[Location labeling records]
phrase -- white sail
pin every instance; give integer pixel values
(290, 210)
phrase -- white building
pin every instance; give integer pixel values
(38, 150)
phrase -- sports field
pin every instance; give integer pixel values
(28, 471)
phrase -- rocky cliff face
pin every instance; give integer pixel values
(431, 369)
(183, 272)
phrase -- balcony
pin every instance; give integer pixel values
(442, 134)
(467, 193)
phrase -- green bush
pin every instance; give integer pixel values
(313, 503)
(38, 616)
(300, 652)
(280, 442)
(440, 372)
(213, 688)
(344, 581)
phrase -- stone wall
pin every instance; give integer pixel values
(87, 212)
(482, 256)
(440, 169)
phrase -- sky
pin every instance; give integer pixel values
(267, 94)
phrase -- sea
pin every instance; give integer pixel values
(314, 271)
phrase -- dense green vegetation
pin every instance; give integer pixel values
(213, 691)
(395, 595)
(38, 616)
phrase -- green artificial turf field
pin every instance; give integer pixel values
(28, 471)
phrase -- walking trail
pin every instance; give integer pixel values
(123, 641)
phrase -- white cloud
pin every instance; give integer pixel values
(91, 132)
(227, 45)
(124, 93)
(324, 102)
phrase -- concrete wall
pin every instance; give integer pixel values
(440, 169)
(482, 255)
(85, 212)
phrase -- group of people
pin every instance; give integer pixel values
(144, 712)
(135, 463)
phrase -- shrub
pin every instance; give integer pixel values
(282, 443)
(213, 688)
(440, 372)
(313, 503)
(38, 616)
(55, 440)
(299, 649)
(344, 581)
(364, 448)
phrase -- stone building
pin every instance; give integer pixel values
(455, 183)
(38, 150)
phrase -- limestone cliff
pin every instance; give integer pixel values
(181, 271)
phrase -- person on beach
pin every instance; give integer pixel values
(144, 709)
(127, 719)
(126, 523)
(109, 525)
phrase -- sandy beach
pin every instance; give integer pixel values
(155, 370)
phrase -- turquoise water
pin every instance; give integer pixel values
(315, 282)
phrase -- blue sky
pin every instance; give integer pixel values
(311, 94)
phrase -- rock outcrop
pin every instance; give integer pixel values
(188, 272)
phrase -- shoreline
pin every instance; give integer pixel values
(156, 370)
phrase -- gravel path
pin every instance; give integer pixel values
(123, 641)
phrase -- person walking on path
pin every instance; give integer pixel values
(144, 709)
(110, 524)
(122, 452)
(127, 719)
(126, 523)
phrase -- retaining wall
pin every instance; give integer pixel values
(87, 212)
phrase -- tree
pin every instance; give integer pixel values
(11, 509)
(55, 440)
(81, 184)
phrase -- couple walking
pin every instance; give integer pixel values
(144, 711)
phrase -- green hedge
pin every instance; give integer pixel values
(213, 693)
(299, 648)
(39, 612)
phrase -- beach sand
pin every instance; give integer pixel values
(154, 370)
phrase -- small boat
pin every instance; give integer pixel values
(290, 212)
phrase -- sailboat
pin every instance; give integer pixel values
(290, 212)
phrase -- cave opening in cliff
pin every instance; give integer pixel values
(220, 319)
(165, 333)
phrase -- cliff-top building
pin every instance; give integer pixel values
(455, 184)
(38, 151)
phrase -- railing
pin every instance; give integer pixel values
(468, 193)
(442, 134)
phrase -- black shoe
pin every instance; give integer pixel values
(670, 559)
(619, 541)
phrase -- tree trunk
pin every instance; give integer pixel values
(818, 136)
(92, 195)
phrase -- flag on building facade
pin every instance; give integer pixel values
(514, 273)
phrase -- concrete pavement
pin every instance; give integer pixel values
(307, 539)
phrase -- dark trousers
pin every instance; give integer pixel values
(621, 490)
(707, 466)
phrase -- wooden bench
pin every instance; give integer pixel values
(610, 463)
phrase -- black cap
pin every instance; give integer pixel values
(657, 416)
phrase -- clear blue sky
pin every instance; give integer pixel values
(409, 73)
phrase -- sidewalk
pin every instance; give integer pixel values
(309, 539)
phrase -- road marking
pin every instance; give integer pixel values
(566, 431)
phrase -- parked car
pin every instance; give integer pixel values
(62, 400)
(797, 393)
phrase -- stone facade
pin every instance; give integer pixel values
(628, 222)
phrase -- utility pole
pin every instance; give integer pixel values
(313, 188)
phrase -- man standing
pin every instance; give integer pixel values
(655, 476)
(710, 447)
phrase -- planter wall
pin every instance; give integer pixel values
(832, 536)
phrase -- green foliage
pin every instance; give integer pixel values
--
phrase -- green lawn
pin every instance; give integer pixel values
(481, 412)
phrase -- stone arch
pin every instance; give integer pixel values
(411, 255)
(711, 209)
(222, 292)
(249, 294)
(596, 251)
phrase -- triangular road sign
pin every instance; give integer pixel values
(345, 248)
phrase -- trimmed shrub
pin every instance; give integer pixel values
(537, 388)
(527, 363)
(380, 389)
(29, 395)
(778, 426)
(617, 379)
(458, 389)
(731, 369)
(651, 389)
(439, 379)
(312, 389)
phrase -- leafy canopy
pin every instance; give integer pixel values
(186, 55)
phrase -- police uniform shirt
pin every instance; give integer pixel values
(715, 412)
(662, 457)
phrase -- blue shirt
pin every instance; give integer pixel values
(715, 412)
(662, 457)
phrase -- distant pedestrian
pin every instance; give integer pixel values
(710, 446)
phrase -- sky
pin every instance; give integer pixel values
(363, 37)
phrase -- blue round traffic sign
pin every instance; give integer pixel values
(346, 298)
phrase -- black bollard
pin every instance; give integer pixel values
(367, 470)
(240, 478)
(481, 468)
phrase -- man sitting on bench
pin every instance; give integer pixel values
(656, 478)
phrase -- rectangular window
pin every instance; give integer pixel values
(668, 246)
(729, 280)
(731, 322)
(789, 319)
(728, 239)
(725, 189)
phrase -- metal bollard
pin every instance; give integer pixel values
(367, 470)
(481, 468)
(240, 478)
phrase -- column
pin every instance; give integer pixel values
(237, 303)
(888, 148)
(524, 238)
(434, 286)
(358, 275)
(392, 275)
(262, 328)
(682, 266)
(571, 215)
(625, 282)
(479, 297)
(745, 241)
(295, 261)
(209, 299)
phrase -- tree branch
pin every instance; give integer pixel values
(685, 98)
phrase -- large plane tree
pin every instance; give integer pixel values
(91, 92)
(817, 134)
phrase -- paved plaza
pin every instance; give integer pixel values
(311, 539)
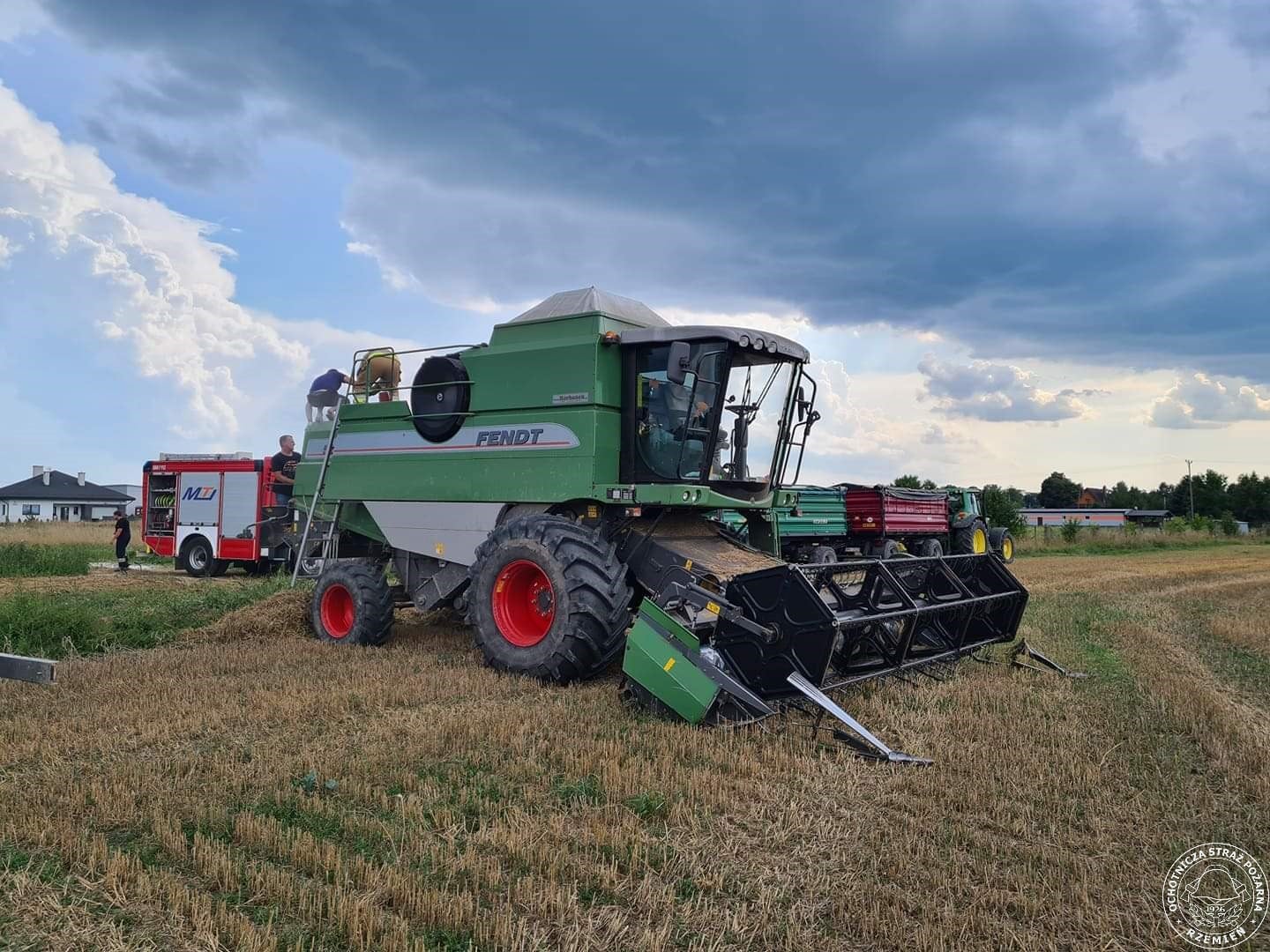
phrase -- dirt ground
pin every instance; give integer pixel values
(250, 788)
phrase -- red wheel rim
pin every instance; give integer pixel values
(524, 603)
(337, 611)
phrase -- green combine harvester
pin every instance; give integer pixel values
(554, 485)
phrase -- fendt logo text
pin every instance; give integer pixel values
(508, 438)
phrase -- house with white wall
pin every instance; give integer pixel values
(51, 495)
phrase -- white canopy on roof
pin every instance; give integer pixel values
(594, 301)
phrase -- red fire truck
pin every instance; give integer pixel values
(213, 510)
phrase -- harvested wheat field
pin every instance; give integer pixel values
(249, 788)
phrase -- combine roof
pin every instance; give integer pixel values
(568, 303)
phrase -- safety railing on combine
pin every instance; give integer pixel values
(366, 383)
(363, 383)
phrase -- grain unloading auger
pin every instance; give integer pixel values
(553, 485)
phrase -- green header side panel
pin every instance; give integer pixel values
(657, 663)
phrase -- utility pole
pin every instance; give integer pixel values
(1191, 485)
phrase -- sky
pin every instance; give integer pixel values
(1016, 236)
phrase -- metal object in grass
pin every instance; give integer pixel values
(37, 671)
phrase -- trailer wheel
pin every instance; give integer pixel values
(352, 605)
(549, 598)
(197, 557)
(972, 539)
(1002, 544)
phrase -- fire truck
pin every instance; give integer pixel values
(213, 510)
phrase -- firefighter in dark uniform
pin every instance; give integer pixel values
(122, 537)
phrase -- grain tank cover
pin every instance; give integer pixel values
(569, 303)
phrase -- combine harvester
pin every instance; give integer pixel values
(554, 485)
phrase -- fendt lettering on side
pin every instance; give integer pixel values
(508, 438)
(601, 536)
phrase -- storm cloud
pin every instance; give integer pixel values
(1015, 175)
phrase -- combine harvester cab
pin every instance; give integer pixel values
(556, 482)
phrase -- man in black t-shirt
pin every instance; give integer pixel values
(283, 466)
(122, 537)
* * *
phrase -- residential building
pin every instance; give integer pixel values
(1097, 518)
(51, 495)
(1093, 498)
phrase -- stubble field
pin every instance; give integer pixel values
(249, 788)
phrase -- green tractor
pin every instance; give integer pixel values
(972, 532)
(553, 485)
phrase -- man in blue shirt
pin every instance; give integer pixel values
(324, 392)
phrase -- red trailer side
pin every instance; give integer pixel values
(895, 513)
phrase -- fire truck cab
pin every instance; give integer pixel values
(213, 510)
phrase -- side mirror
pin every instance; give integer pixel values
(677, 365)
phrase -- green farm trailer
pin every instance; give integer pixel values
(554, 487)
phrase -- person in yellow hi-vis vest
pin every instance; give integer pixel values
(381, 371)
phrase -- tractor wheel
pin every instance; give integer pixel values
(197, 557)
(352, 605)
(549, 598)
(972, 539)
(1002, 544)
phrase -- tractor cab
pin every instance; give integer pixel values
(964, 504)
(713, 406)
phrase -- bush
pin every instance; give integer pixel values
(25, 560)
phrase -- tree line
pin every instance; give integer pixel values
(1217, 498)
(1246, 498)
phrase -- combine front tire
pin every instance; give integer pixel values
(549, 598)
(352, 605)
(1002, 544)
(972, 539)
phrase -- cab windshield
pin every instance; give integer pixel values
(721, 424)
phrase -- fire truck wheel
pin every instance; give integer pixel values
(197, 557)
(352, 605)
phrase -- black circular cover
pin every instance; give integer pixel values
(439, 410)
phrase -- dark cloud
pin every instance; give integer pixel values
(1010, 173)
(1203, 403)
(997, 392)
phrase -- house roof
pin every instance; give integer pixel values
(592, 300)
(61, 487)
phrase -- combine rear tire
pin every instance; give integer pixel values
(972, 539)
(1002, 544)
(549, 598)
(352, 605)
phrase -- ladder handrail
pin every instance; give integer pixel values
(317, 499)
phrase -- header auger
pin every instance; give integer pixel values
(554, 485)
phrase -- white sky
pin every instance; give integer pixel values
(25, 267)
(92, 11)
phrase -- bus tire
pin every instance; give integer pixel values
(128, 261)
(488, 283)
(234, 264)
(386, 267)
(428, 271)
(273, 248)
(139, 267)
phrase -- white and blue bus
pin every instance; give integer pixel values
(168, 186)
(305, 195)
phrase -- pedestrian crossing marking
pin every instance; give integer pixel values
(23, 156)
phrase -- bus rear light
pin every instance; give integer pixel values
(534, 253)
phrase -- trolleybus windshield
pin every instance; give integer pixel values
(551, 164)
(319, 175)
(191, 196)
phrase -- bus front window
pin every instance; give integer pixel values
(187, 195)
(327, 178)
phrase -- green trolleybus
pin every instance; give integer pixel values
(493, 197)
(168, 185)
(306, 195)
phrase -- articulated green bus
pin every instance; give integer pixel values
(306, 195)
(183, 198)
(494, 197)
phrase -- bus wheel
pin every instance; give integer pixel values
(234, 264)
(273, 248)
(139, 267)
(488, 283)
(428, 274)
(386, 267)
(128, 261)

§ What this task involves:
Count the lines of the records that contain the string "bench", treating case as significant, and give only the number.

§ Result for this task:
2